--- PROBLEM DESCRIPTION ---
Render the lines below, from the line with "Thank you for the photo. Could you indicate the man's short" through the line with "<point>303,357</point>", as a Markdown table with a Number column and an Entry column. Skip blank lines and leave out the pictures.
-=-=-=-=-
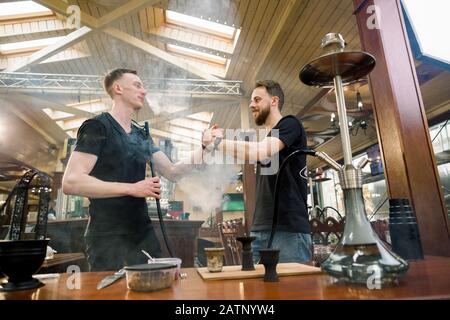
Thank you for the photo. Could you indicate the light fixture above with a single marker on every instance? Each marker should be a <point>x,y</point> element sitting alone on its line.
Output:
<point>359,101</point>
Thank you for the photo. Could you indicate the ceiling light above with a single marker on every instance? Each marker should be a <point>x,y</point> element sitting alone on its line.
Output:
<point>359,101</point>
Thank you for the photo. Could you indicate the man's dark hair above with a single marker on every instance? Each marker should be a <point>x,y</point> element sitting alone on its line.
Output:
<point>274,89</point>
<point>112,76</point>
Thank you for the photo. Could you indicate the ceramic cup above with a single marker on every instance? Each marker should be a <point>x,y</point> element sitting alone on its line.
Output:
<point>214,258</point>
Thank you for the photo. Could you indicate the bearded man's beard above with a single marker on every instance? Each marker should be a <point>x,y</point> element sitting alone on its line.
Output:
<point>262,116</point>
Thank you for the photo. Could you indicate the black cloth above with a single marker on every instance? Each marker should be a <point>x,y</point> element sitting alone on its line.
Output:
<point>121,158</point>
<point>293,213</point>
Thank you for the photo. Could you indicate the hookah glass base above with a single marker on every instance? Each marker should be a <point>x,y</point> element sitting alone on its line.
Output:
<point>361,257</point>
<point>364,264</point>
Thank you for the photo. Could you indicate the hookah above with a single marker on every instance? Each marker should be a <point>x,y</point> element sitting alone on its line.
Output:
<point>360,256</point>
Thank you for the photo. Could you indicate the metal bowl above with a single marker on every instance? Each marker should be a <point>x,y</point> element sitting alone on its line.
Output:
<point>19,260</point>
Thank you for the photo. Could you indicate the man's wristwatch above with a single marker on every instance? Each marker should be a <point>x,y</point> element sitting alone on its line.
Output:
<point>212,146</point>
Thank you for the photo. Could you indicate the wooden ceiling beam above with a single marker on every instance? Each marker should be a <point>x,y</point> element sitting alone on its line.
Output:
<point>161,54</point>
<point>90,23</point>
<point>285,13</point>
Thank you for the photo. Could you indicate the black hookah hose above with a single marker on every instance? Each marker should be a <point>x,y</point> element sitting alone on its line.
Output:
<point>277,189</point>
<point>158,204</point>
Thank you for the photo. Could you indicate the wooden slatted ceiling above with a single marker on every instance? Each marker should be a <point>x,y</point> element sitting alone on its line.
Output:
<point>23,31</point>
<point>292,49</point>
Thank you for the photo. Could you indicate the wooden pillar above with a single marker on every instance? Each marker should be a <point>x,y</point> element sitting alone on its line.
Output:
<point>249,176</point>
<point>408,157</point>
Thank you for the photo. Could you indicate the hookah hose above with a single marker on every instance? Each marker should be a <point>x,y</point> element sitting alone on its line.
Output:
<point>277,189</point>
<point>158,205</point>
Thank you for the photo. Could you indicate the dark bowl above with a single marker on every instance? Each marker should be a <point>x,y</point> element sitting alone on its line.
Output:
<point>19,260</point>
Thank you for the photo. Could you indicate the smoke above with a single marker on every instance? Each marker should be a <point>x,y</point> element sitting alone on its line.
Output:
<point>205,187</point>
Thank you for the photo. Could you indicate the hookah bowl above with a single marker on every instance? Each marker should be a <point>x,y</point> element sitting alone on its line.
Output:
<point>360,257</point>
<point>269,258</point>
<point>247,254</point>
-=-=-=-=-
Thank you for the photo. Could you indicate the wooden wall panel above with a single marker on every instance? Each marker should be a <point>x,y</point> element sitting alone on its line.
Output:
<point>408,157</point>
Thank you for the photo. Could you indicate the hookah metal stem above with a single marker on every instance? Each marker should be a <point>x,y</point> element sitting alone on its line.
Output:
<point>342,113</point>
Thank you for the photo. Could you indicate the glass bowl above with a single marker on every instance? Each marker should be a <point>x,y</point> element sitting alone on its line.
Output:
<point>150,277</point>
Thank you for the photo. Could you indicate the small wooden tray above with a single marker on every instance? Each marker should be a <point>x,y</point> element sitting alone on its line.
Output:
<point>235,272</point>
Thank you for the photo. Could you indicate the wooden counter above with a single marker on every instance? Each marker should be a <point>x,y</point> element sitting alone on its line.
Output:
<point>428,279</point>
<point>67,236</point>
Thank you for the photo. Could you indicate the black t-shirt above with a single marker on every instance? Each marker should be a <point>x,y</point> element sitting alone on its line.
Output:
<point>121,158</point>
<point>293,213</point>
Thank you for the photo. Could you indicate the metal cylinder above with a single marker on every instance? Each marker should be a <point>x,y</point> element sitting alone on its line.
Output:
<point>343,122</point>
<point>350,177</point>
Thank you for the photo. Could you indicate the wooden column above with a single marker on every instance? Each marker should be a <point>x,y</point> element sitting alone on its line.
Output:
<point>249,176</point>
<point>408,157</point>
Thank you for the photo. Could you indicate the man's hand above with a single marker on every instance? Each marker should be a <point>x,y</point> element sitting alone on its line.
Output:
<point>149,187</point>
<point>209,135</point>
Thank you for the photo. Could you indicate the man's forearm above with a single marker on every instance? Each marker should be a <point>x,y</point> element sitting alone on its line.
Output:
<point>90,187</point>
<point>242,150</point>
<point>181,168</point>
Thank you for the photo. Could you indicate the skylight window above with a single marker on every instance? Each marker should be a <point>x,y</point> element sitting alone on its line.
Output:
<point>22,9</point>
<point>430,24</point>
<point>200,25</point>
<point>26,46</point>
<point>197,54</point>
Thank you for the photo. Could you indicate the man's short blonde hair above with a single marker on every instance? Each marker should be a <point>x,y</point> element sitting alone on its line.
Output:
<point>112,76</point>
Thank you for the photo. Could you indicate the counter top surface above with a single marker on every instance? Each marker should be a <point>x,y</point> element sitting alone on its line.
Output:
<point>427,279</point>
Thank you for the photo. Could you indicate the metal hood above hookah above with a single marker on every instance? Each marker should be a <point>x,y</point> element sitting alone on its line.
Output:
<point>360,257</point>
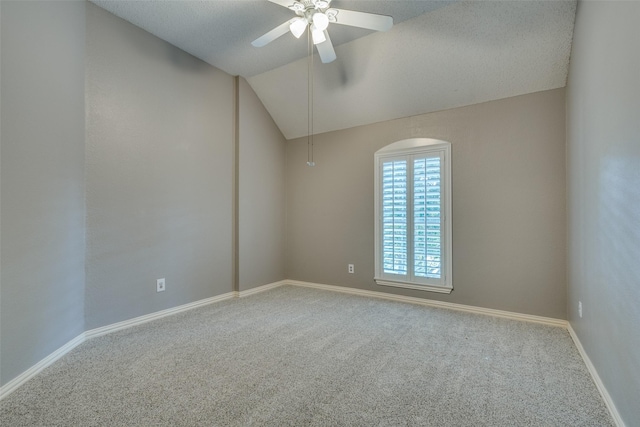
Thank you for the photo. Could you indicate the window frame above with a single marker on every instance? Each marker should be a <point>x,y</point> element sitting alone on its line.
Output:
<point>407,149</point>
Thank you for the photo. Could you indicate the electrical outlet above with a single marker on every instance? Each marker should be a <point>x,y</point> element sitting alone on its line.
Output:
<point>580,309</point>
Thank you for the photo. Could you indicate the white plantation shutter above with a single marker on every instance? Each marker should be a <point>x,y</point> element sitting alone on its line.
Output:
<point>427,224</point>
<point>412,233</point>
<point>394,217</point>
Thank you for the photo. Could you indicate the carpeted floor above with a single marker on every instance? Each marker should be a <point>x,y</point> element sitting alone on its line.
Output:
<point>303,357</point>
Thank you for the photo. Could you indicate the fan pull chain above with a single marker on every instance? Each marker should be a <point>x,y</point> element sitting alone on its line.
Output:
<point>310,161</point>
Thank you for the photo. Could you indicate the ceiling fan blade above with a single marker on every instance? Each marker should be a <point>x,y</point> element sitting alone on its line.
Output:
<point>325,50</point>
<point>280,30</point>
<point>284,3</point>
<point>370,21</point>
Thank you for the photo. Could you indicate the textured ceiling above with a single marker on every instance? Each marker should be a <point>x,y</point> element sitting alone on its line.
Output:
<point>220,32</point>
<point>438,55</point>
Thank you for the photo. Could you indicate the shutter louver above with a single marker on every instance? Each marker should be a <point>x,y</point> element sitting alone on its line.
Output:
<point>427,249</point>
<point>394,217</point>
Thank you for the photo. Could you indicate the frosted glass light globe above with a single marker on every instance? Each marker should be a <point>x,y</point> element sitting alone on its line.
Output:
-=-=-=-=-
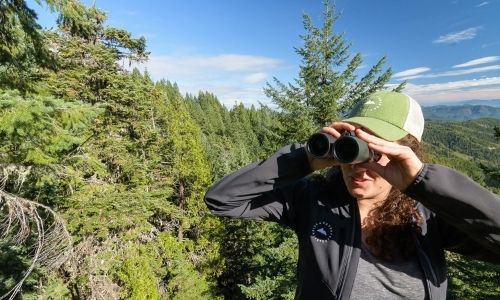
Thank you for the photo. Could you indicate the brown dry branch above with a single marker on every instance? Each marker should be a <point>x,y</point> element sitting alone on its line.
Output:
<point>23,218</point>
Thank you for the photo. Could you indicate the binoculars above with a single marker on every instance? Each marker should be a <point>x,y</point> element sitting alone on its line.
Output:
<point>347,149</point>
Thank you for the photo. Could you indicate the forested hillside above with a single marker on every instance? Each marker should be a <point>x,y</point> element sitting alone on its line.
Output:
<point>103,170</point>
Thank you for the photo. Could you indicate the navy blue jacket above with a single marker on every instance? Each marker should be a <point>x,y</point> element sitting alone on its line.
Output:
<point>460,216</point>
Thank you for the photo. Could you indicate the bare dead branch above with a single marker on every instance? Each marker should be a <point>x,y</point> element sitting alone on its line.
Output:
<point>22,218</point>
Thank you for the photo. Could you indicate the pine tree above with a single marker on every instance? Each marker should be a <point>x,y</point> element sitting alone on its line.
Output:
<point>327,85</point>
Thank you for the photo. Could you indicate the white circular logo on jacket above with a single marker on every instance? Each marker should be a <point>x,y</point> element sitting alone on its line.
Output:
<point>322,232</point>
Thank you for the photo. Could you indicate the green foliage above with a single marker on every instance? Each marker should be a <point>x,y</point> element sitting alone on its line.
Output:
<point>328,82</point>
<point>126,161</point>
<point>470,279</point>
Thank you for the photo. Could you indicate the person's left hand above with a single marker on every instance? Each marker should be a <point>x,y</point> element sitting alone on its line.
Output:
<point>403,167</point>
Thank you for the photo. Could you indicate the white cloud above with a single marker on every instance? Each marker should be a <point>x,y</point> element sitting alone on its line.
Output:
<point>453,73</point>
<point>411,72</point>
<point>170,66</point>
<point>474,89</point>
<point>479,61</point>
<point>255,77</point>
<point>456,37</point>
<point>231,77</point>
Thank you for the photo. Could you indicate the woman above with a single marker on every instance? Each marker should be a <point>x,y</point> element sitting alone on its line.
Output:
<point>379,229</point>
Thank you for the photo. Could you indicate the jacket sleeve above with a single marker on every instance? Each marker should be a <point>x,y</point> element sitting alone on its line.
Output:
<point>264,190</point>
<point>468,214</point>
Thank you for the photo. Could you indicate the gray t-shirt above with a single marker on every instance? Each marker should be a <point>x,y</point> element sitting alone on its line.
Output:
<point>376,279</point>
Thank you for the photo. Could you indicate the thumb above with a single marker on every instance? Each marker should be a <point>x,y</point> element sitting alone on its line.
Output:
-=-=-=-=-
--- SOLUTION ---
| Number | Entry |
|---|---|
| 1 | Thank you for the photo. Could you indicate the man's short blonde hair above with a single marker on every instance? Each marker should be a <point>x,y</point> element sitting alone on its line. |
| 2 | Output: |
| 3 | <point>112,76</point> |
| 4 | Thank you for the photo. Could you indicate the counter top surface above with a single marker on every instance? Each marker should be a <point>x,y</point> element sitting alone on its line. |
| 5 | Output: |
| 6 | <point>427,279</point> |
| 7 | Thank you for the photo. Could you indicate the metal hood above hookah above with a single marker on every instance? Each marker should be a <point>x,y</point> element sitting alone on its line. |
| 8 | Output: |
| 9 | <point>360,257</point> |
| 10 | Thank you for the photo. Could you indicate the window frame above with a single marker on every instance? Each marker should be a <point>x,y</point> element sitting alone on its line. |
| 11 | Output: |
| 12 | <point>407,149</point> |
| 13 | Thank you for the photo. Could you indicate the electrical outlet above with a single marker on every instance? Each marker should be a <point>x,y</point> element sitting alone on its line. |
| 14 | Output: |
| 15 | <point>580,309</point> |
| 16 | Thank you for the photo. Could you indicate the white plantation shutter above with a single marker on every instance? Each marker should be a <point>x,y</point> element sitting alone on its line. |
| 17 | Output: |
| 18 | <point>427,224</point> |
| 19 | <point>412,233</point> |
| 20 | <point>394,217</point> |
| 21 | Thank you for the photo. Could you indicate the carpeted floor above with a single marker on every instance? Each marker should be a <point>x,y</point> element sitting alone on its line. |
| 22 | Output: |
| 23 | <point>303,357</point> |